# SOURCE EXCERPT
Unreasonable SOC with nominal cell capacity as well as with discharge capacity[-1]

Hi. I am trying to calculate the SOC during a 1C battery charging starting from 0.2 SOC. I tried calculating using both nominal cell capacity and the last discharge capacity value. However, I am not getting the expected SOC value in either case.

I am expecting the final SOC value to be 1. However, with nominal cell capacity, I am getting 0.7 SOC and the last discharge capacity value, I am getting 1.2 SOC.

I am adding my code and the result for reference. Am I missing something here? How can I obtain the accurate SOC calculation?

Thanks in advance!

SOC_over_charging_time548×421 19.4 KB

discharge_capacity = nom_sol["Discharge capacity [A.h]"].data

SoC_calC = (iniSoC + (discharge_capacity / discharge_capacity[-1] )) 
SoC_calNC = (iniSoC - (discharge_capacity / params['Nominal cell capacity [A.h]'] )) 

plt.plot(SoC_calC)
plt.plot(SoC_calNC)
legend = ['SoC from discharge capacity', 'SoC from nominal capacity']
plt.legend(legend)

Hi Sanchi,

Could you please share your experiment and model setup? I will be able to help you better if I could do that. Thanks

Sunil

Sure. This my experiment and model setup.

model = pybamm.lithium_ion.DFN()
params = pybamm.ParameterValues("Chen2020")

expe = pybamm.Experiment(
        [
            (
            "Charge at 1C until 4.2V",
            ),
        ],
        period="1 second",
    )

sim = pybamm.Simulation(
            model, experiment=expe, parameter_values=params
        )
iniSoC = 0.2
nom_sol = sim.solve(initial_soc= iniSoC)

The SOC calculation with nominal capacity makes more sense when I add CV charging.

Position annotation records:
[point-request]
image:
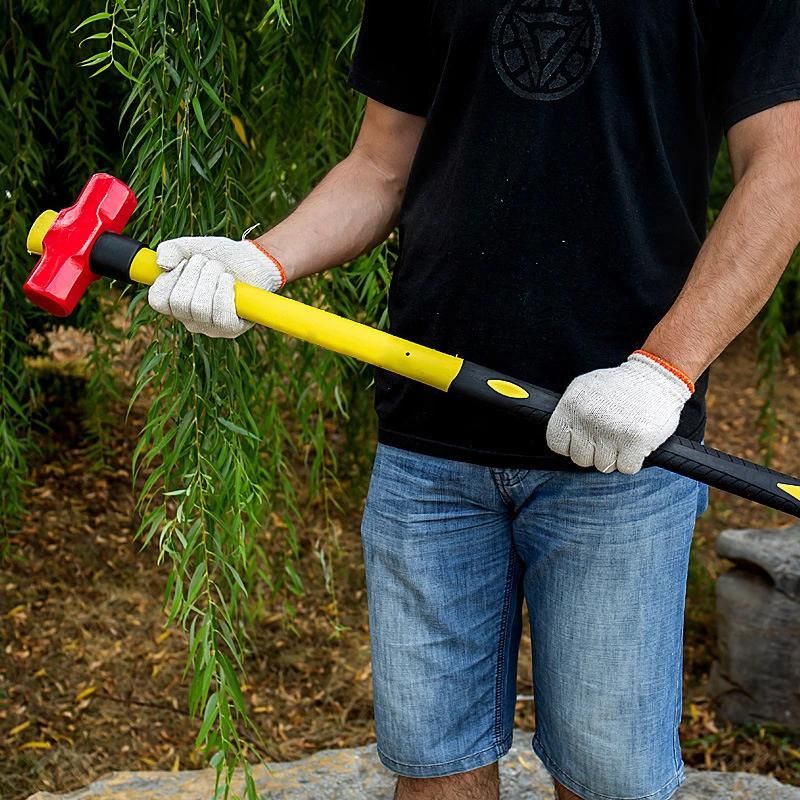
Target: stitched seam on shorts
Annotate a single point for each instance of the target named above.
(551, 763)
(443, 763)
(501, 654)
--
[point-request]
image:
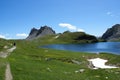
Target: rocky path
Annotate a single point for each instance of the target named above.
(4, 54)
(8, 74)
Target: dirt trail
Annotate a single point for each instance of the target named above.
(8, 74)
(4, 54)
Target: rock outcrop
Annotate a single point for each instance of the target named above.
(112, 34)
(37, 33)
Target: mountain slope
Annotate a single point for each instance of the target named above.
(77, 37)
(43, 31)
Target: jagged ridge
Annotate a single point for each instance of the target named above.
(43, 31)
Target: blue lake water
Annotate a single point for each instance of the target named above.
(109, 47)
* * *
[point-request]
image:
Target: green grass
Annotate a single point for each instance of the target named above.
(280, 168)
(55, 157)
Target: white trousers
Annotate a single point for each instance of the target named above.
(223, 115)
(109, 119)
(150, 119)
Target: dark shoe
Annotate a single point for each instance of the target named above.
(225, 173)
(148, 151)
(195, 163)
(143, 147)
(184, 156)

# TO BE DONE
Write out the forum thread on calculating battery SOC during charging, word for word and in full. None of the entries is needed here.

# EXPECTED ANSWER
Unreasonable SOC with nominal cell capacity as well as with discharge capacity[-1]

Hi. I am trying to calculate the SOC during a 1C battery charging starting from 0.2 SOC. I tried calculating using both nominal cell capacity and the last discharge capacity value. However, I am not getting the expected SOC value in either case.

I am expecting the final SOC value to be 1. However, with nominal cell capacity, I am getting 0.7 SOC and the last discharge capacity value, I am getting 1.2 SOC.

I am adding my code and the result for reference. Am I missing something here? How can I obtain the accurate SOC calculation?

Thanks in advance!

SOC_over_charging_time548×421 19.4 KB

discharge_capacity = nom_sol["Discharge capacity [A.h]"].data

SoC_calC = (iniSoC + (discharge_capacity / discharge_capacity[-1] )) 
SoC_calNC = (iniSoC - (discharge_capacity / params['Nominal cell capacity [A.h]'] )) 

plt.plot(SoC_calC)
plt.plot(SoC_calNC)
legend = ['SoC from discharge capacity', 'SoC from nominal capacity']
plt.legend(legend)

Hi Sanchi,

Could you please share your experiment and model setup? I will be able to help you better if I could do that. Thanks

Sunil

Sure. This my experiment and model setup.

model = pybamm.lithium_ion.DFN()
params = pybamm.ParameterValues("Chen2020")

expe = pybamm.Experiment(
        [
            (
            "Charge at 1C until 4.2V",
            ),
        ],
        period="1 second",
    )

sim = pybamm.Simulation(
            model, experiment=expe, parameter_values=params
        )
iniSoC = 0.2
nom_sol = sim.solve(initial_soc= iniSoC)

The SOC calculation with nominal capacity makes more sense when I add CV charging.